- [Passage provided]:
— begin —

At 12:37 05/20/97 PDT, Robert Herriot wrote:
>>> From hastings at cp10.es.xerox.com Tue May 20 11:48:48 1997
>>Snip...
>> 3. The two-octet integer is not padded, so RISC machines that require
>> integers to be aligned on 2, 4, or 8 byte boundaries, must pick up the
>> two-octets whereever they are. We don't want some clients padding the
>> data to meet their server's alignment requirements and then such servers
>> not being able to accept unaligned data from other clients. We should
>> probably outlaw the ASCII NUL (decimal 0) in attribute names and values
>> as well, just to make sure. The current Model document lists the
>> abstract characters that are allowed in keywords, but the encoding document
>> could specify that ASCII NUL could be introduced. I think we need to
>> specifically outlaw ASCII NUL in the encoding document.
>>Padding is a host issue and not a protocol issue. Since our protocol is
>based on precise locations of bytes in the stream, the protocol
>definition implies that there can be no padding. Because each name and
>value is specified by a length, it shouldn't matter if an ASCII NUL is
>present. In fact, I would NOT want to have two rules for termination
>of a name, such as length or NULL, whichever comes first. This gets us
>back into the HTTP question of Content-length versus boundary-string
>and which one wins. If a name or value contains a NUL, then it must be
>part of the name or value. This rule is especially important if we
>later allow other encodings such as Unicode which has numerous NUL
>bytes, e.g. in every ASCII character.
I agree we don't want two rules and I wasn't suggesting such. If NUL is
included in character coded data, it would contribute to the count like
any other character. If NUL is included in character coded data, it would
not terminate the string.
In UTF-8, as opposed to Unicode (which is two-octets for every characters),
there are no all-zero octets, except for the Unicode NUL character. All
other characters have all non-zero octets. That is one of the reasons
for UTF-8: to allow the C NUL terminated string to be processed by all
existing software. But for our application we don't want NUL terminated
strings, since we have a count instead.
To be more clear, we should outlaw ASCII NUL character in ASCII coded strings
and outlaw the UTF-8 NUL *character* in UTF-8 strings. Otherwise, some client
may be putting in such padding (within the count) in order to align the
two-octet attribute name or attribute value that follow, so that the
particular server that the client was built with could pick up the integers
as (aligned) integers, because they were aligned in memory as the data was
unmarshalled into memory, rather than picking up the two-octet integers as
individual octets.
Another reason to outlaw these NUL characters, is to prevent servers from
having to filter them out before doing string compares. If one client starts
to embed NULs and some servers filter them out, then we get interoperability
problems with the servers that don't.
In short, this is a small problem with a simple fix: Just add a sentence
that forbids the counted ASCII and UTF-8 strings to contain the NUL character
when representing attribute names and attribute values in IPP.
Tom

— end —

(Entries drawn from a collection)
— begin —

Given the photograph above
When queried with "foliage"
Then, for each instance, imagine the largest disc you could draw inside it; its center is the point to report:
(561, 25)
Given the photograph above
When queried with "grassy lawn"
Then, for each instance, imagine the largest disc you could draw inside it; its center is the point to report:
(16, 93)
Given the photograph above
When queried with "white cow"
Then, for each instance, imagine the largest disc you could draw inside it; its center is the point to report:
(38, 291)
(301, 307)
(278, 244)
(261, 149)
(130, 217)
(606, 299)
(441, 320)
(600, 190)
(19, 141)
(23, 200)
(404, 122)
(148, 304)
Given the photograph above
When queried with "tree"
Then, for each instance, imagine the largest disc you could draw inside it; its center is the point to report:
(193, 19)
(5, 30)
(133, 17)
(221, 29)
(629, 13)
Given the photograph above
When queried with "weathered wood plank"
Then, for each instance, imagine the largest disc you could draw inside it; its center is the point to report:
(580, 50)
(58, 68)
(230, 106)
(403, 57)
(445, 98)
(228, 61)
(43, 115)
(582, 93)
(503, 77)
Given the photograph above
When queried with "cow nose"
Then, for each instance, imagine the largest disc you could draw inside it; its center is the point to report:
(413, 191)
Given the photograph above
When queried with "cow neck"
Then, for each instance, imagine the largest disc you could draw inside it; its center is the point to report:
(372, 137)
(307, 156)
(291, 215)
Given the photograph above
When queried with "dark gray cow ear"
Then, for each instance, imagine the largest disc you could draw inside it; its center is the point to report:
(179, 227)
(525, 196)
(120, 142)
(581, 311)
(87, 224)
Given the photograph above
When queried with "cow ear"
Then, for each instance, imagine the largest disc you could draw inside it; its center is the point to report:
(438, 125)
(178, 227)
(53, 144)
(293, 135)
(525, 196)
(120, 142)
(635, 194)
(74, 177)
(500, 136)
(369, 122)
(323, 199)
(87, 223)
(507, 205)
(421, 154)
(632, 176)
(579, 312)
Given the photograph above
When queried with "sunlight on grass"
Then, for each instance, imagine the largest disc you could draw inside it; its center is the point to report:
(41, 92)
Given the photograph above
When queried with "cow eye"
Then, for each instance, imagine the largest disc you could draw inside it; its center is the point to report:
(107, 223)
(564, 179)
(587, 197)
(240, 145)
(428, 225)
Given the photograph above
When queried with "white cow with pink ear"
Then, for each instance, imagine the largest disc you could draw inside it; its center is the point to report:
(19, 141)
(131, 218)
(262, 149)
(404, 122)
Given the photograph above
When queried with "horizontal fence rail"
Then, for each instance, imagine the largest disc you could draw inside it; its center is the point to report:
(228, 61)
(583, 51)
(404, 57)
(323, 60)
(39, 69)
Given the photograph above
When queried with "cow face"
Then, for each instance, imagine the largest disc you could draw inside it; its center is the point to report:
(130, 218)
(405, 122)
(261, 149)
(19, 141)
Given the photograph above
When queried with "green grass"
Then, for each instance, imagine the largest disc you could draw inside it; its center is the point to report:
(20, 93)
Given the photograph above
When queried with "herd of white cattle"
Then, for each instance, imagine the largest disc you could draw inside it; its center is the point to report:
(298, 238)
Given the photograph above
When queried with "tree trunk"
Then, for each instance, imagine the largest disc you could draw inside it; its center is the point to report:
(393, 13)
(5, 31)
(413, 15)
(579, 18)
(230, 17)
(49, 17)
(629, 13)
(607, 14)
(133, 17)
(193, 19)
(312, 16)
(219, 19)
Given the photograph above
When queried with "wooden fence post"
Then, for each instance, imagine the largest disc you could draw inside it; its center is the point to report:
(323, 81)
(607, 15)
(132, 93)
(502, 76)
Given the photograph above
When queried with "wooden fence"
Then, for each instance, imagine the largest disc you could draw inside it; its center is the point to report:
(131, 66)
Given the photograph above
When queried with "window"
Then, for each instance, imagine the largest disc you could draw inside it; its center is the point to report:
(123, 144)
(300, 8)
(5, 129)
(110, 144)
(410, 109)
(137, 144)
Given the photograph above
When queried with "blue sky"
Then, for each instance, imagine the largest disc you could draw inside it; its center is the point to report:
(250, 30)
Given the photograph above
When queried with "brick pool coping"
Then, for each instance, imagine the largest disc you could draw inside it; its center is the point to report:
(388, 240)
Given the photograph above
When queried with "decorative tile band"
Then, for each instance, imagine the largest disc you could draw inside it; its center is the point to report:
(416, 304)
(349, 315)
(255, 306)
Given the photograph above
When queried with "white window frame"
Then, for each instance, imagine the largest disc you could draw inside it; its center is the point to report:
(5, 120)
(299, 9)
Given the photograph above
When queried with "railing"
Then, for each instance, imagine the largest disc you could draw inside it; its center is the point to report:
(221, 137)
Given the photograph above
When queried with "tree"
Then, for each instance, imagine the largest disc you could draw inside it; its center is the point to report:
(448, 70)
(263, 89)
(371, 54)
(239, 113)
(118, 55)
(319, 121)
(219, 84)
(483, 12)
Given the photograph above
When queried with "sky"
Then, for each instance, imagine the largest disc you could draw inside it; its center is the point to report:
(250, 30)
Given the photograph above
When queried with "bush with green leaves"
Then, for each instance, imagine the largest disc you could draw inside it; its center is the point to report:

— end —

Rewrite the passage of the reply about NUL characters between "I agree we don't" and "terminate the string.", inclusive, swapping "terminate" for "end".

I agree we don't want two rules and I wasn't suggesting such. If NUL is
included in character coded data, it would contribute to the count like
any other character. If NUL is included in character coded data, it would
not end the string.